Texte fourni ->
La promesse des neurotechnologies d’améliorer notre vie est de plus en plus grande. Mais avons-nous besoin d’un nouvel ensemble de droits pour protéger l’intégrité de nos esprits ? »Le crâne fait office de bastion de la vie privée ; le cerveau est la dernière partie privée de nous-mêmes », déclare depuis New York le neurochirurgien australien Tom Oxley.
M. Oxley est le PDG de Synchron, une société de neurotechnologie née à Melbourne qui a testé avec succès des implants cérébraux de haute technologie permettant aux gens d’envoyer des courriels et des textes par la seule pensée.
En juillet de cette année, elle est devenue la première entreprise au monde, devant des concurrents comme Neuralink d’Elon Musk, à obtenir l’autorisation de la Food and Drug Administration (FDA) de mener des essais cliniques d’interfaces cerveau-ordinateur (ICO) sur des humains aux États-Unis.
Synchron a déjà réussi à introduire des électrodes dans le cerveau de patients paralysés via leurs vaisseaux sanguins. Les électrodes enregistrent l’activité cérébrale et transmettent les données sans fil à un ordinateur, où elles sont interprétées et utilisées comme un ensemble de commandes, permettant aux patients d’envoyer des courriels et des textes.
Les ICB, qui permettent à une personne de contrôler un appareil par le biais d’une connexion entre son cerveau et un ordinateur, sont considérées comme un changement de cap pour les personnes souffrant de certains handicaps.

Consignes ->
#1 Répondez à ces questions sur le texte consacré aux neurotechnologies :
(a) Dans quelle ville la société Synchron est-elle née ?
(b) Quel organisme a autorisé Synchron à mener des essais cliniques sur des humains aux États-Unis ?
(c) Par quelle voie Synchron a-t-elle introduit des électrodes dans le cerveau de patients paralysés ?
#2 Citez le passage du texte consacré aux neurotechnologies qui va de « Les ICB, qui » jusqu'à « de certains handicaps. ».

Entrées ->
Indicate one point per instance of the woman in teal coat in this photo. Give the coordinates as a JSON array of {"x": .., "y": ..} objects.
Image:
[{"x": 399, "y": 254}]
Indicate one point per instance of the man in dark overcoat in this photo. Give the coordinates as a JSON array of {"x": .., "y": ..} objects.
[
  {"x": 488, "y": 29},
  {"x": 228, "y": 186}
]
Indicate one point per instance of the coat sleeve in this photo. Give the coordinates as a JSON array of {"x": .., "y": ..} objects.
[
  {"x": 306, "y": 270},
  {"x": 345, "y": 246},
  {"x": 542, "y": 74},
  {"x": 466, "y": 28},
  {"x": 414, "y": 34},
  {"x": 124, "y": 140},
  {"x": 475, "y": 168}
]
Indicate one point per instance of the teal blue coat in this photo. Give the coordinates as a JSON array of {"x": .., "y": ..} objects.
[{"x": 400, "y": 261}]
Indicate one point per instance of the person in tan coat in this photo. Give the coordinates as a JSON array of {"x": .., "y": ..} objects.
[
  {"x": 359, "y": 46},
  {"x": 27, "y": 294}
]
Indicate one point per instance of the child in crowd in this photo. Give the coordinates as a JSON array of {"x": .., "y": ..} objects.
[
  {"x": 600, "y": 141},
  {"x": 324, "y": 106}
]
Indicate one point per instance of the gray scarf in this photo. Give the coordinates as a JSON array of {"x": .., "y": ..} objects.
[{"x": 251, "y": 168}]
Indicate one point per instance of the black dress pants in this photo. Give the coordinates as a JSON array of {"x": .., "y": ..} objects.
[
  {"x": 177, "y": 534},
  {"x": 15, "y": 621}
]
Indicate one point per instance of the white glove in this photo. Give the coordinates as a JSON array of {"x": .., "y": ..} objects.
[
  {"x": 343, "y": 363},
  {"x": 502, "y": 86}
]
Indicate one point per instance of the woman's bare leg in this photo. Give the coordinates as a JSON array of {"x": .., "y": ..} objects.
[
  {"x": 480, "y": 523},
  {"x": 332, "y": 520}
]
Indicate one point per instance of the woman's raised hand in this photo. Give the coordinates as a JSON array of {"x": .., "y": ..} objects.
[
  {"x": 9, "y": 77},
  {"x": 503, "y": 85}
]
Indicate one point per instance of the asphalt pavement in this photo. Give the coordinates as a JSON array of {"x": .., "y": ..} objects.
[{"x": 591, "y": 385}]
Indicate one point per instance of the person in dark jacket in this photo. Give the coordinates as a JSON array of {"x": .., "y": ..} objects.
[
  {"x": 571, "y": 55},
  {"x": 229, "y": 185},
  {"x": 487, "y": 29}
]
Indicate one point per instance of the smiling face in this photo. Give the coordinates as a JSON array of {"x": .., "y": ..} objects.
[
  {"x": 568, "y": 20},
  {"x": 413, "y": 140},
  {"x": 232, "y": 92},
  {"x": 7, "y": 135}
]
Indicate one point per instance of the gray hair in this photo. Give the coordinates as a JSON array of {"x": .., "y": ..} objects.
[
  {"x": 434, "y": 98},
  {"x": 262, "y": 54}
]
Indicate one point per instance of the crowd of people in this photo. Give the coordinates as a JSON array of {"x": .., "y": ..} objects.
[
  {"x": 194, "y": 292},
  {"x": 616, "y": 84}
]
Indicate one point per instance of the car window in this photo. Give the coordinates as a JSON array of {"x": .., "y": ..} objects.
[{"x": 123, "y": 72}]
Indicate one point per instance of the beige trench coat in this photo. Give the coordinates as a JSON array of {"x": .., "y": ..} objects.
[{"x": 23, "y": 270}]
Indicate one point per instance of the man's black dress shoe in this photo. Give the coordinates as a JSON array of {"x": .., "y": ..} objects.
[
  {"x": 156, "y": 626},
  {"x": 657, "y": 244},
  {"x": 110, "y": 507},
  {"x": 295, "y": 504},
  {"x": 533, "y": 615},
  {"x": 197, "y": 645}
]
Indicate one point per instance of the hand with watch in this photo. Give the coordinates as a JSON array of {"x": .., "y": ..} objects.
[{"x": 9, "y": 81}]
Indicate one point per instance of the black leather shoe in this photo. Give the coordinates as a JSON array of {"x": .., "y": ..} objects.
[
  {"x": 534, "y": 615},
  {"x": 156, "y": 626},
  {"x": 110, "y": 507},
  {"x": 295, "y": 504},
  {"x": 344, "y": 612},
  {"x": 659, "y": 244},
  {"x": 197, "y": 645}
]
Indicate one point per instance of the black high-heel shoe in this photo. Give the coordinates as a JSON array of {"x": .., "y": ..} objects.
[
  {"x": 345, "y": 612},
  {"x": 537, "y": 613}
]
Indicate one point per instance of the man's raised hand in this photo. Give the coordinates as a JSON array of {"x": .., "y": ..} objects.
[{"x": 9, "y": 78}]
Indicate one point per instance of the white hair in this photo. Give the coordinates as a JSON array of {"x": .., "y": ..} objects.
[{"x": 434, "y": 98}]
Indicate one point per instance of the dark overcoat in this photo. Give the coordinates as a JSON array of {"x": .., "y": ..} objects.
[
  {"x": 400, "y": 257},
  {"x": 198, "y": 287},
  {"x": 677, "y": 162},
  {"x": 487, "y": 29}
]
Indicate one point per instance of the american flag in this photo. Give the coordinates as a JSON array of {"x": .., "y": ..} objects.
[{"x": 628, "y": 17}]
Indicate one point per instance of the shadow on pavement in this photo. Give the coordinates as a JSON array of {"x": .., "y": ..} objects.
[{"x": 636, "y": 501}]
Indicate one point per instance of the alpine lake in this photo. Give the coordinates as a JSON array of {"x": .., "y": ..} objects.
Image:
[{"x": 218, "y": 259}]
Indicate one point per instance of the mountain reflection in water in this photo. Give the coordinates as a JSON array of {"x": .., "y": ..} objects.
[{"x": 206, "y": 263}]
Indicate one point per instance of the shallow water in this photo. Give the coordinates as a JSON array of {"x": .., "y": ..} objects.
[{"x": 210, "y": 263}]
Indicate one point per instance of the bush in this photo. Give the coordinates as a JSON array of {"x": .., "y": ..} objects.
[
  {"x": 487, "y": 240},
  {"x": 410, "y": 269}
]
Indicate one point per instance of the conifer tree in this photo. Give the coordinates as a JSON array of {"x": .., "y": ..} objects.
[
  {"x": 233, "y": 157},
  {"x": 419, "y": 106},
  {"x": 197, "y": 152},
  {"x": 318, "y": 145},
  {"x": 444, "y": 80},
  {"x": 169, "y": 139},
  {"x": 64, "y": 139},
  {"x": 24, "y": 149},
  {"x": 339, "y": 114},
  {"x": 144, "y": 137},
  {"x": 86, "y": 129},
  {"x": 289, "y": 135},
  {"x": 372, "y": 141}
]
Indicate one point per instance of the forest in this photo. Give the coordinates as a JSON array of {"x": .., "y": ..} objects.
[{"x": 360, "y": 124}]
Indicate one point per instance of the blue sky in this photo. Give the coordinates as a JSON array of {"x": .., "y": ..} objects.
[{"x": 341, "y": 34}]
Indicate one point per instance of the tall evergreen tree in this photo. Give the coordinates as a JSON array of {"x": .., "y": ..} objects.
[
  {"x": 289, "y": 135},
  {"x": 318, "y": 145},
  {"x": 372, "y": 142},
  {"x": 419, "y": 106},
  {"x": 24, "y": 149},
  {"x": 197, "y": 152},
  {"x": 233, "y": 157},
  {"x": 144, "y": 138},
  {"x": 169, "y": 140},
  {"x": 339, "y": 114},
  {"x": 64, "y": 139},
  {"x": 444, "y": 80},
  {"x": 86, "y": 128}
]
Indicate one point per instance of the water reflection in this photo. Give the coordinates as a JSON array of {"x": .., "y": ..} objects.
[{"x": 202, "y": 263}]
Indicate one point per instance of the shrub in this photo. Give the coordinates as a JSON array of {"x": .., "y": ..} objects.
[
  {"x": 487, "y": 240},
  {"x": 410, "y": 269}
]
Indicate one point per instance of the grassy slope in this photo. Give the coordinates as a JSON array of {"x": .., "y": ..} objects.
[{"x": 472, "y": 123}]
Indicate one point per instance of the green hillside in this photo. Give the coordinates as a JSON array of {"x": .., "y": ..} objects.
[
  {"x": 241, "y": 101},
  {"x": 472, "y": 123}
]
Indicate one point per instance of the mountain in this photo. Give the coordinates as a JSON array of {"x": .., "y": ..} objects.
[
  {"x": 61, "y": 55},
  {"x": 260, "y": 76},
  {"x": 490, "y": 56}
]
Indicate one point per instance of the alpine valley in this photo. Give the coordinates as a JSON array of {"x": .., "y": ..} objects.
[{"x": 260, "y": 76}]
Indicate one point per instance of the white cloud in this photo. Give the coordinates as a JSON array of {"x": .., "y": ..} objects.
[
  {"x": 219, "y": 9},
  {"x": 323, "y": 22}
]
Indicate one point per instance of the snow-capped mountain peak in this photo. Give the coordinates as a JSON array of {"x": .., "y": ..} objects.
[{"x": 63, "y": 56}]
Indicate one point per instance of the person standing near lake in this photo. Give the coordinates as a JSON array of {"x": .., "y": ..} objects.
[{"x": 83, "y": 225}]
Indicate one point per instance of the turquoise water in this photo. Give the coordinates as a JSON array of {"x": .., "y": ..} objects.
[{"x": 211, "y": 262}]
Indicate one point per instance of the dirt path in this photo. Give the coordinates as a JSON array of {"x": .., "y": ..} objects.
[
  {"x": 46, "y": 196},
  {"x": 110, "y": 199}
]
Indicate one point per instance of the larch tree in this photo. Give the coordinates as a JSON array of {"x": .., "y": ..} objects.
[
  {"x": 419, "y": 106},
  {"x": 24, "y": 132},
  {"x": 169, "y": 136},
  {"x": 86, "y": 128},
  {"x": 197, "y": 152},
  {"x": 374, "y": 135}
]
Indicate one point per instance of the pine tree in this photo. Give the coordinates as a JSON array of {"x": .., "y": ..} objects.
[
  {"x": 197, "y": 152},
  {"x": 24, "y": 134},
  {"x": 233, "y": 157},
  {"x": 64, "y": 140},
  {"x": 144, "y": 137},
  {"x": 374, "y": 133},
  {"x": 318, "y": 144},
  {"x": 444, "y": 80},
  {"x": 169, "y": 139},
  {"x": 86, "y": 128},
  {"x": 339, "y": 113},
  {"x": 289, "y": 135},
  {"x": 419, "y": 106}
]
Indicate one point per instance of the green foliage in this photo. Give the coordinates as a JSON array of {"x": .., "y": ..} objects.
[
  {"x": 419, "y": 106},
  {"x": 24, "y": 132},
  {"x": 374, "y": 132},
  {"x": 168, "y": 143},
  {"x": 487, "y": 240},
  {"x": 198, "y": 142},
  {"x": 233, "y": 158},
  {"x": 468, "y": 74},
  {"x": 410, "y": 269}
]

Corrigé ->
#1
(a) À Melbourne.
(b) La Food and Drug Administration (FDA).
(c) Par leurs vaisseaux sanguins.

#2
Les ICB, qui permettent à une personne de contrôler un appareil par le biais d’une connexion entre son cerveau et un ordinateur, sont considérées comme un changement de cap pour les personnes souffrant de certains handicaps.